• **Task to complete**
Copy the part of the records below that begins with the line containing "Reviewer note: verify that every instance of the outboard" and ends with the line containing "column 14, row 88", keeping both of those lines and changing nothing.

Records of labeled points
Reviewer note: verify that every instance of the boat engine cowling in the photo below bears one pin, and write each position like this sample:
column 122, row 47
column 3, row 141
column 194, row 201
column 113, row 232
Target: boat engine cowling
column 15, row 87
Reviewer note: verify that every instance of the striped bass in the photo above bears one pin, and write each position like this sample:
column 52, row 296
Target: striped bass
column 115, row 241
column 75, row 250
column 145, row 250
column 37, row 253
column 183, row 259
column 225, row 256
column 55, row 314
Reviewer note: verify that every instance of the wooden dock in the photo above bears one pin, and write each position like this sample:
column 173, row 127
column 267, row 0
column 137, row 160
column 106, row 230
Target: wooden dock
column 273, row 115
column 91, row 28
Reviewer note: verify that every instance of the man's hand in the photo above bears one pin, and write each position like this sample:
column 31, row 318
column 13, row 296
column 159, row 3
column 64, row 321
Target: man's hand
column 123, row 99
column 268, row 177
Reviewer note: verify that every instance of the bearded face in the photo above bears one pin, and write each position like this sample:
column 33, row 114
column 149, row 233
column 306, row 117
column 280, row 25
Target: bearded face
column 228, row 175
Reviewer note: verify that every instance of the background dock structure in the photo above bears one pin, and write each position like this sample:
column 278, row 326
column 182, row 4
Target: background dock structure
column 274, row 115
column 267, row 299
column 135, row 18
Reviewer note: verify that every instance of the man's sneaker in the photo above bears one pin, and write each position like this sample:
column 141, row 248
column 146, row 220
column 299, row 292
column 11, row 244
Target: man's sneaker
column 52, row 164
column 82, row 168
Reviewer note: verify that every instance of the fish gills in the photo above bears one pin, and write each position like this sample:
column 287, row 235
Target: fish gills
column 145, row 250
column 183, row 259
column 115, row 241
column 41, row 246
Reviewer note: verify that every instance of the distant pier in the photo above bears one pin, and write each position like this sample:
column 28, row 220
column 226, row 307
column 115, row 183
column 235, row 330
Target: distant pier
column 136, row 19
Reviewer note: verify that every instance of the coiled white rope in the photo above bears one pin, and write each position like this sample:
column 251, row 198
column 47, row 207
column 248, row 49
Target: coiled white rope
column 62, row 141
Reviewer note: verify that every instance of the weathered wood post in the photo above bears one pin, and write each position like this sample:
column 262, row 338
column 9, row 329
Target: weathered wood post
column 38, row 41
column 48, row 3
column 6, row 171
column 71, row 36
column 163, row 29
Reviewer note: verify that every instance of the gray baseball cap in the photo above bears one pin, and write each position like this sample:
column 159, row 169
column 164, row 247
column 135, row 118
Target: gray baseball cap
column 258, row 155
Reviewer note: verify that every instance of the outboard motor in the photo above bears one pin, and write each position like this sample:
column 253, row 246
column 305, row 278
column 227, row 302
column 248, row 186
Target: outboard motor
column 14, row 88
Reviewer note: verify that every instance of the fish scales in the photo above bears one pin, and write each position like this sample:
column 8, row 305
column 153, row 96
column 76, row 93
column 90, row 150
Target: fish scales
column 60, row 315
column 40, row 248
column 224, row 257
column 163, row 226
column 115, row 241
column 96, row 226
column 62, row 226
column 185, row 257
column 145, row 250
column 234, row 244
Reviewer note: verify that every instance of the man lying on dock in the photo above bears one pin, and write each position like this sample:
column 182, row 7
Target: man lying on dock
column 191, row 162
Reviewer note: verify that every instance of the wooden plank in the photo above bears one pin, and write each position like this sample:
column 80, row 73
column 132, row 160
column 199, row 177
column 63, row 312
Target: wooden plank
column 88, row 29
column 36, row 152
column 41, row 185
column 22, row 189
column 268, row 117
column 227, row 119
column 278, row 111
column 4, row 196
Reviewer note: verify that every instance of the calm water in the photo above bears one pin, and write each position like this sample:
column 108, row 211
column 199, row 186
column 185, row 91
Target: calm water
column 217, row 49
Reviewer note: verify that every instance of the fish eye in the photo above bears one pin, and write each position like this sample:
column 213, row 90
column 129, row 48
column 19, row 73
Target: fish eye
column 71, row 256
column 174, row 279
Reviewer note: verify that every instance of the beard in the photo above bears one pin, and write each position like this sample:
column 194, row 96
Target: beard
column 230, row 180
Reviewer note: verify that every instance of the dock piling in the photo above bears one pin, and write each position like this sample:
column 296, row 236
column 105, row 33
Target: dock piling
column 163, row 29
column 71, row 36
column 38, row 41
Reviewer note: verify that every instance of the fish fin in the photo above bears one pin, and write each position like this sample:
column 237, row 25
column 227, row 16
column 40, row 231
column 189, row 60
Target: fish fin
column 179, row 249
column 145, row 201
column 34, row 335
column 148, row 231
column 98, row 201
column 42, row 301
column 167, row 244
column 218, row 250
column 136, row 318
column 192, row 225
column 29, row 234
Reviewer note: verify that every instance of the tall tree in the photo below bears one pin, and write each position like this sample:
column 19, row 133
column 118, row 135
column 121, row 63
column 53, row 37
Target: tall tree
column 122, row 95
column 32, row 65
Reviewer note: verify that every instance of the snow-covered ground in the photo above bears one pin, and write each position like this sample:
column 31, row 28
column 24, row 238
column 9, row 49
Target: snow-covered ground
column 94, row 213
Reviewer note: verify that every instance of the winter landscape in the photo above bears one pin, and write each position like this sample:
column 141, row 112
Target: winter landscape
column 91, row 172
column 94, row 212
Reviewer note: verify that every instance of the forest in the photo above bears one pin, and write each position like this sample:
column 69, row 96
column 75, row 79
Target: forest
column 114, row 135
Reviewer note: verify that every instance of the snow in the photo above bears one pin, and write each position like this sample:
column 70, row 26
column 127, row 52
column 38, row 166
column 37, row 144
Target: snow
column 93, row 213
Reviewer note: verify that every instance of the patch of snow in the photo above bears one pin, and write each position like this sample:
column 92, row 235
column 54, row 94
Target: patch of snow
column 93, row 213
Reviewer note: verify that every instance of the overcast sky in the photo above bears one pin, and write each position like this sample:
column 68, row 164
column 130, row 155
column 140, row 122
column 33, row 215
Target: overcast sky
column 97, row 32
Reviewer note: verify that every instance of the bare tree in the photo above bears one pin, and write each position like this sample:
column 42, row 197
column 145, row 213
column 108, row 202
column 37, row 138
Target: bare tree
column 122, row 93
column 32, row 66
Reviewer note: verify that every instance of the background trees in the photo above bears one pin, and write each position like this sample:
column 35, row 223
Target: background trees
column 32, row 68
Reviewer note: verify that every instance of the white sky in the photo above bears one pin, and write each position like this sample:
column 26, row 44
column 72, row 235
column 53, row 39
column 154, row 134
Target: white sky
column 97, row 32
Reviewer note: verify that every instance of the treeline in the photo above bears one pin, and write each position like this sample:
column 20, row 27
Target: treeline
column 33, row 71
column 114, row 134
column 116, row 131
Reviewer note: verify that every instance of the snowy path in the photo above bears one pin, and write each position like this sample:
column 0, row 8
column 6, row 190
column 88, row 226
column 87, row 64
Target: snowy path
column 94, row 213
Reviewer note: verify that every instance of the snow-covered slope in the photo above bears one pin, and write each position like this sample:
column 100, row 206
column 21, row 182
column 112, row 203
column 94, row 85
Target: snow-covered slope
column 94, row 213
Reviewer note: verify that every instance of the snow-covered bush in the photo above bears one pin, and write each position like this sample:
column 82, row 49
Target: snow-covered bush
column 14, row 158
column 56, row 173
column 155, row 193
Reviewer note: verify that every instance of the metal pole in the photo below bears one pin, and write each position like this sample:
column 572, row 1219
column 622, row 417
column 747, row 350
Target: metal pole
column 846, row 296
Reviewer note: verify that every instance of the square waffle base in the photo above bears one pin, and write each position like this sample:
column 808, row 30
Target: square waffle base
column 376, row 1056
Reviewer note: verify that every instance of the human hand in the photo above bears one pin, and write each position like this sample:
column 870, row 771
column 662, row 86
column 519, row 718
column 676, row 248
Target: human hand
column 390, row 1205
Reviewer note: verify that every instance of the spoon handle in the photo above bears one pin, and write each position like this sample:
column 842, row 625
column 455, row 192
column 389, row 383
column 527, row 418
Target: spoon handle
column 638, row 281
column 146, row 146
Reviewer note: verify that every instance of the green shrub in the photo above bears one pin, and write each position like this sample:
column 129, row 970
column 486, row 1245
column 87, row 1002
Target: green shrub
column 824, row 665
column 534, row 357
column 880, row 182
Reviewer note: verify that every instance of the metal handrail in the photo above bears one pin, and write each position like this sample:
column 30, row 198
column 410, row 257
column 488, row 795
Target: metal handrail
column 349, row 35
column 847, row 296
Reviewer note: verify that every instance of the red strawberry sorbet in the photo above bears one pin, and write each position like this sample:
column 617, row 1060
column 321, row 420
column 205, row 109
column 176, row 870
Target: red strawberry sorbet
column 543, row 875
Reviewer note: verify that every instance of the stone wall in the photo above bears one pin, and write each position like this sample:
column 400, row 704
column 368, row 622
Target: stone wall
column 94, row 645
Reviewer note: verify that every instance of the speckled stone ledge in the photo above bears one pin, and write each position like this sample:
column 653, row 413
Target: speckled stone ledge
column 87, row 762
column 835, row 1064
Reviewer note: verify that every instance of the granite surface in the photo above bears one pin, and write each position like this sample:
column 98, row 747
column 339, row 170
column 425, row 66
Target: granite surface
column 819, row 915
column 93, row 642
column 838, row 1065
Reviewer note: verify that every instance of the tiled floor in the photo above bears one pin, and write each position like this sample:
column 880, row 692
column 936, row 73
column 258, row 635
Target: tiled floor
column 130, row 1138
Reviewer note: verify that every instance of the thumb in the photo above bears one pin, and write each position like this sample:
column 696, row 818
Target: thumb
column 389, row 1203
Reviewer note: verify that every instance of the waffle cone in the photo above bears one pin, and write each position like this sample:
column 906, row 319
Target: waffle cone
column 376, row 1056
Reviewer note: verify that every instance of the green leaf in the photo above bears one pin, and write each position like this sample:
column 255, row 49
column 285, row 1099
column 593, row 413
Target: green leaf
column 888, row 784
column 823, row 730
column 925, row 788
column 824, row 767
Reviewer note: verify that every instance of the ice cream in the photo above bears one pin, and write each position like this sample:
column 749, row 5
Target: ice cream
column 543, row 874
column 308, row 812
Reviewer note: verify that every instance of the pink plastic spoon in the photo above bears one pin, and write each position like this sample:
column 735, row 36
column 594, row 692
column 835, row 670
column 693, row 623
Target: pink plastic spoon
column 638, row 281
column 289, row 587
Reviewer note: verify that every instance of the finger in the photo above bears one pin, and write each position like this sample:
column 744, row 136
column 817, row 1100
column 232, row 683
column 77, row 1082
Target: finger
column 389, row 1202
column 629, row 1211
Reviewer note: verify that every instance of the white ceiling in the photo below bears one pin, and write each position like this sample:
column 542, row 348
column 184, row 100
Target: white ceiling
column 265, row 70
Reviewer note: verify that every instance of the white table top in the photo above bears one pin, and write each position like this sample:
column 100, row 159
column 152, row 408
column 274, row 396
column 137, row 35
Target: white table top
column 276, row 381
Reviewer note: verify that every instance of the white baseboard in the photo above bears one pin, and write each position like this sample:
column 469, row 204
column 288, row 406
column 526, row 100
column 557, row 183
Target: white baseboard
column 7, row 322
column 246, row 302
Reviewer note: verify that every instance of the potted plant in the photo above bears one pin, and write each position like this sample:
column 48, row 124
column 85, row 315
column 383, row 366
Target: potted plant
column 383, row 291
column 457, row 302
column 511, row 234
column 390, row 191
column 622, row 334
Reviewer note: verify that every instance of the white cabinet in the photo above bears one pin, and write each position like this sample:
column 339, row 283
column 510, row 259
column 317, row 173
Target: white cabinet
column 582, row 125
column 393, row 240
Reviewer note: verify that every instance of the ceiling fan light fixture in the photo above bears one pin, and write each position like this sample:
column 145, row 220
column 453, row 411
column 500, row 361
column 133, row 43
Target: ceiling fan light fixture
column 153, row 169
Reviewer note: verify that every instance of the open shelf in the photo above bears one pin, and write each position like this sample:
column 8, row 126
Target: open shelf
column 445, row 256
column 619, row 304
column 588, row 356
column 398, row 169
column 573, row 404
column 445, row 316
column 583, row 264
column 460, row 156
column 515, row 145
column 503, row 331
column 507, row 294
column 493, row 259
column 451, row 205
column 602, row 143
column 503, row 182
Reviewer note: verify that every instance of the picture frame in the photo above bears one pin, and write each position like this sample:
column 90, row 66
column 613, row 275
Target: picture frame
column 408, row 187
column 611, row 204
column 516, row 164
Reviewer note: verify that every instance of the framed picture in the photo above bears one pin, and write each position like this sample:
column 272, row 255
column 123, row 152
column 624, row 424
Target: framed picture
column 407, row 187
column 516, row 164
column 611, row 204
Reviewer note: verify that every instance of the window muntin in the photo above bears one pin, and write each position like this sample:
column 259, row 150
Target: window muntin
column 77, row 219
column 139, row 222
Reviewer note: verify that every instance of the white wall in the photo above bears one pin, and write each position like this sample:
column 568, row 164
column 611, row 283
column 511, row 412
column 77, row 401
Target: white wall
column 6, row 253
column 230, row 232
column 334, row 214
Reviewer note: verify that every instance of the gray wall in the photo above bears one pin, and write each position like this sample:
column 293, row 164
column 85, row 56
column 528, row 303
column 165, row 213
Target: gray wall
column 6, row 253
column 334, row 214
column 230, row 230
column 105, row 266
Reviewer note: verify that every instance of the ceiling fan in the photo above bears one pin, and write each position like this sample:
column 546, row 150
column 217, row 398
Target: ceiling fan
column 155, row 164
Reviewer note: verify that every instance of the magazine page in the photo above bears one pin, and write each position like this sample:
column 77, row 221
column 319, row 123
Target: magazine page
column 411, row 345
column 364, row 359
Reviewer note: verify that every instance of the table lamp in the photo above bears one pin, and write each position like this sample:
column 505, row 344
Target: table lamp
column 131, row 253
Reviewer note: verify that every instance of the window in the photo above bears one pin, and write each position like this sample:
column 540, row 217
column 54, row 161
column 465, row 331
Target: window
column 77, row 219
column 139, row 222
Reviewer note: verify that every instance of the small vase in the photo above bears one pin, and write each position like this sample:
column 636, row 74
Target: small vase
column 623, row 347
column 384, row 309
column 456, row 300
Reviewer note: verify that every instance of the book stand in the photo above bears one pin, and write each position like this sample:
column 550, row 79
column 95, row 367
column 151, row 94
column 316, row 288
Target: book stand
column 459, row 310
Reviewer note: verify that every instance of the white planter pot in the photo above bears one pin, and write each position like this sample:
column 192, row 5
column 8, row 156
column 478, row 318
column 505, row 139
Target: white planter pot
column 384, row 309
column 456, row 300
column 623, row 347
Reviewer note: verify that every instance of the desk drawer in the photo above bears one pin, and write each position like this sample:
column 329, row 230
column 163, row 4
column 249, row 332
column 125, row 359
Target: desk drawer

• **Result for this exercise**
Reviewer note: verify that every instance of the outboard motor in the photo above bears one pin, and write each position like this sample:
column 253, row 246
column 305, row 278
column 227, row 302
column 248, row 186
Target: outboard motor
column 14, row 88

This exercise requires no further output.